__What to do__: Repeat the records below word for word.

::: Records :::

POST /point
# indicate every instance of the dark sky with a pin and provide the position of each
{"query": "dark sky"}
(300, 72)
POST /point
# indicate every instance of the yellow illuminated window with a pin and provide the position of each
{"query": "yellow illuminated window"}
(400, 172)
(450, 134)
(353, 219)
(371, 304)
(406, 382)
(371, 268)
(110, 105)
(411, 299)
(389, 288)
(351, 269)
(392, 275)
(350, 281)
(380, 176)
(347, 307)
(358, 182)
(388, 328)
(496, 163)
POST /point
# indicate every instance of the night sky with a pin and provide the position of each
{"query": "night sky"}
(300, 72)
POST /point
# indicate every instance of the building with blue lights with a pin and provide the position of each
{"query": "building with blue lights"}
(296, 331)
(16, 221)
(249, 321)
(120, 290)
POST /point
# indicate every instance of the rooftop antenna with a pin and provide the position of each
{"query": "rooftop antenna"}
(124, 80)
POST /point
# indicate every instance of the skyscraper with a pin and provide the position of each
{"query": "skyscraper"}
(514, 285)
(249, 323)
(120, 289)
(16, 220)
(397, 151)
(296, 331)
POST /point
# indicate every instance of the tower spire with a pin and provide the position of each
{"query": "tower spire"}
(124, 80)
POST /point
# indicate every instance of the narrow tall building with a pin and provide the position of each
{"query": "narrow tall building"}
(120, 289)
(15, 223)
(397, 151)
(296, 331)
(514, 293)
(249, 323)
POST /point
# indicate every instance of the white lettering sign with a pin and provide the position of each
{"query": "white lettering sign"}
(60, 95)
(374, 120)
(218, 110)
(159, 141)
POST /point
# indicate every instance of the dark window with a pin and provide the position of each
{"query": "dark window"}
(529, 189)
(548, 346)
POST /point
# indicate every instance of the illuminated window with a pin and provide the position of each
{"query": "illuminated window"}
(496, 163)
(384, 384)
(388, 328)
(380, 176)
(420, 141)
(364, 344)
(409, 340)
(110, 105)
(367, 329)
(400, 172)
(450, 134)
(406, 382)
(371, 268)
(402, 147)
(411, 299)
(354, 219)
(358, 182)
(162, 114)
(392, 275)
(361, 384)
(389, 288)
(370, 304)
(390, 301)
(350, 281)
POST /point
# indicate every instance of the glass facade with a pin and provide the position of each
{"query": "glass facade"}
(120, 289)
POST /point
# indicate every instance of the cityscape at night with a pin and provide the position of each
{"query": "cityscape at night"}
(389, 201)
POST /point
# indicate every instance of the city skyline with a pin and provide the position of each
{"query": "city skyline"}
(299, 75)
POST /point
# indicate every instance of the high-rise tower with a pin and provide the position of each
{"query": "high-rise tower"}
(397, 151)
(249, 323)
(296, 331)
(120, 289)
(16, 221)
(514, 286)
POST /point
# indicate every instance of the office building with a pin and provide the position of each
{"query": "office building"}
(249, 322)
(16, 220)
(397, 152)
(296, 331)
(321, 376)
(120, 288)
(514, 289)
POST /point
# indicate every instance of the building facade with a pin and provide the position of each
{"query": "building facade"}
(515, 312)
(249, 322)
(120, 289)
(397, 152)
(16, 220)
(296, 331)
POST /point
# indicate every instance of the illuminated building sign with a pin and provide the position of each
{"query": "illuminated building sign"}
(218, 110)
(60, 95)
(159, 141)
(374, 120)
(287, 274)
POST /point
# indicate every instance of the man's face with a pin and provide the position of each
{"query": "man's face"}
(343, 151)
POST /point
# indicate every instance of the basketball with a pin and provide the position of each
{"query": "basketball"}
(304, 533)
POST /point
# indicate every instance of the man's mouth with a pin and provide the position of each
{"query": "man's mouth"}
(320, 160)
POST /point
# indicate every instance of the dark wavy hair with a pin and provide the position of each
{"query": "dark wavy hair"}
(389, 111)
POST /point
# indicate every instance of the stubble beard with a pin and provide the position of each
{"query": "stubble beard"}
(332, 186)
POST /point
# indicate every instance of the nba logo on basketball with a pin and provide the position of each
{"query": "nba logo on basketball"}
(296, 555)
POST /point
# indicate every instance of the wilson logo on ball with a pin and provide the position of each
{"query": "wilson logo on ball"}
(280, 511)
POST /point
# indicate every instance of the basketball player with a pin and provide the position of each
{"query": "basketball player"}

:::

__Expected output__:
POST /point
# indicate every instance of the dark sky with a pin and provide the position of each
{"query": "dark sky"}
(300, 72)
POST /point
# indicate every instance of the yellow illuminated window with a pin and provide the position of each
{"query": "yellow illuminated window"}
(400, 172)
(450, 134)
(353, 219)
(371, 304)
(406, 382)
(371, 268)
(110, 105)
(411, 299)
(389, 288)
(351, 269)
(392, 275)
(350, 281)
(380, 176)
(347, 307)
(358, 182)
(388, 328)
(496, 163)
POST /point
# indicate every instance of the night sky with a pin and provide the position of each
{"query": "night sky"}
(300, 72)
POST /point
# indicate every instance of the building with blue lights with a pin and provide the position of each
{"query": "building with blue lights"}
(296, 331)
(16, 221)
(249, 321)
(120, 290)
POST /point
# indicate every instance of the rooftop antenna with a pin and provide the position of each
{"query": "rooftop antenna"}
(124, 80)
POST /point
# indicate every instance of the skyscraper with a pin and provide the position of each
{"query": "skyscraper"}
(514, 285)
(249, 323)
(120, 289)
(16, 220)
(397, 151)
(296, 331)
POST /point
# indicate every instance of the tower spire with a pin and provide the position of each
{"query": "tower spire"}
(124, 80)
POST /point
# indicate every instance of the narrow tall building with a pin and provide the position of each
{"query": "narrow tall building"}
(120, 289)
(15, 223)
(397, 151)
(296, 331)
(514, 293)
(249, 323)
POST /point
# indicate every instance of the white lettering sign with a pin and provide the position of each
{"query": "white lettering sign"}
(60, 95)
(374, 120)
(218, 110)
(159, 141)
POST /point
# indicate every instance of the dark window with a pin and provide the position of each
{"query": "dark window"}
(529, 189)
(548, 346)
POST /point
# indicate every instance of the illuminated window with a pin and provide the position of each
{"query": "illuminated window"}
(496, 163)
(384, 384)
(388, 328)
(380, 176)
(420, 141)
(364, 344)
(409, 340)
(110, 105)
(367, 329)
(400, 172)
(450, 134)
(406, 382)
(371, 268)
(402, 147)
(411, 299)
(354, 219)
(358, 182)
(162, 114)
(392, 275)
(361, 384)
(389, 288)
(370, 304)
(390, 301)
(350, 281)
POST /point
# indicate every instance of the glass facade with a pin and provide the position of each
{"query": "glass facade"}
(120, 289)
POST /point
# indicate every instance of the cityscape at night with a pin and provide the position of each
{"query": "cityscape at night"}
(389, 201)
POST /point
# indicate every instance of the city skyline with a pin and provide the position of each
{"query": "city skyline"}
(299, 75)
POST /point
# indicate every instance of the high-rise tower with a pin and provide the position of each
{"query": "high-rise tower"}
(397, 151)
(249, 323)
(296, 331)
(120, 289)
(16, 221)
(514, 286)
POST /point
# indicate every instance of the office building with a pin and provide the position of each
{"query": "office building"}
(249, 322)
(16, 220)
(397, 152)
(296, 331)
(321, 376)
(120, 288)
(514, 289)
POST /point
# indicate every instance of the building facade with a pin and provide the position of each
{"query": "building facade"}
(515, 312)
(249, 322)
(120, 289)
(397, 152)
(16, 220)
(296, 331)
POST /point
# indicate every instance of the illuminated building sign with a pin and provide the position of each
{"query": "illuminated building sign"}
(218, 110)
(60, 95)
(159, 141)
(374, 120)
(287, 274)
POST /point
# indicate every instance of the man's face with a pin and provide the position of each
{"query": "man's face"}
(343, 151)
POST /point
# indicate every instance of the basketball with a pin and provide the position of each
{"query": "basketball"}
(304, 533)
POST /point
# indicate every instance of the man's mouth with a pin and provide the position of each
{"query": "man's mouth"}
(320, 160)
POST /point
# indicate every instance of the dark wavy hair with a pin and provide the position of each
{"query": "dark wavy hair"}
(389, 111)
POST /point
# indicate every instance of the stubble beard with a pin and provide the position of each
{"query": "stubble beard"}
(332, 186)
POST /point
# indicate every instance of the nba logo on basketball with a pin and provide the position of each
{"query": "nba logo on basketball"}
(296, 555)
POST /point
# indicate every instance of the wilson logo on ball with a pin and provide the position of each
{"query": "wilson logo on ball"}
(280, 511)
POST /point
# indicate every instance of the basketball player with a pin and provide the position of each
{"query": "basketball player"}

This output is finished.